▶ Provided text

"""

# Lounge > Survey Says... >  >  Are you Human?

## Member11

Ads ask the most tough questions:

----------


## Chantellabella

Not really sure. 

Do you have some type of test I can take to verify my humanity?

I think I need a maybe button so I really can't vote.

----------


## L

Yes..the rest of you are alains

----------


## Jason

I don't feel alive half the time.

----------


## jsgt



----------


## Anteros

Well, considering I'm not mortal... erm, no.

----------


## Rawr

No. I'm a smurf.

----------


## Dill

'Fraid not.  

I'm just a pickled cucumber flavored with dill.

----------


## MrQuiet76

i'm actually half man, half bear-pig

----------


## Koalafan

Im actually a koala  :Tongue:

----------


## IllusionOfHappiness

I'm an illusion.

----------


## Demerzel

Nope, but I hope to become one someday

----------


## Firefly09

no

----------


## Borophyll

I like to think so.

----------


## Ironman

IronMAN - yes, I am human.

----------


## Anteros

*sigh*

----------


## Alexis1213

No, I am a dragon... >_>

----------


## Otherside

This is why I have problems with captchas.

"""

▶ Stated goal 1
Could you set down the forum thread between "## Member11" and "really can't vote.", inclusive, word for word?

▶ Extracted data
"""

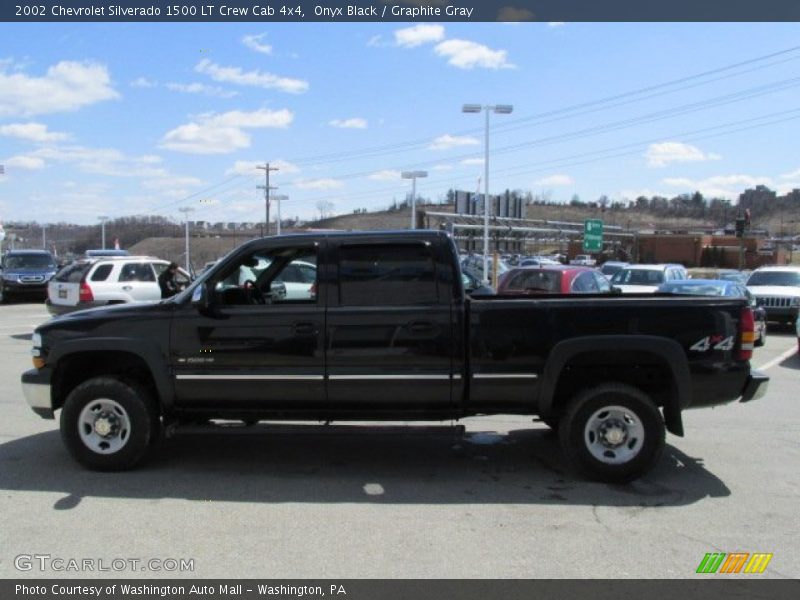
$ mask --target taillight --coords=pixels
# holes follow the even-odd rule
[[[738,358],[739,360],[750,360],[753,358],[753,342],[756,340],[755,321],[750,307],[742,309],[739,315],[739,327],[741,328],[741,344]]]
[[[81,281],[81,288],[78,294],[78,298],[81,302],[91,302],[94,300],[94,294],[92,294],[92,288],[89,287],[89,284],[85,281]]]

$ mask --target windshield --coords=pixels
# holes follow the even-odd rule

"""

▶ Stated goal 2
Can you extract the lines of the entries between the one holding "--target windshield --coords=pixels" and the final line of the entries, inclusive, and repeat them verbatim?

▶ Result 1
## Member11

Ads ask the most tough questions:

----------


## Chantellabella

Not really sure. 

Do you have some type of test I can take to verify my humanity?

I think I need a maybe button so I really can't vote.

▶ Result 2
$ mask --target windshield --coords=pixels
# holes follow the even-odd rule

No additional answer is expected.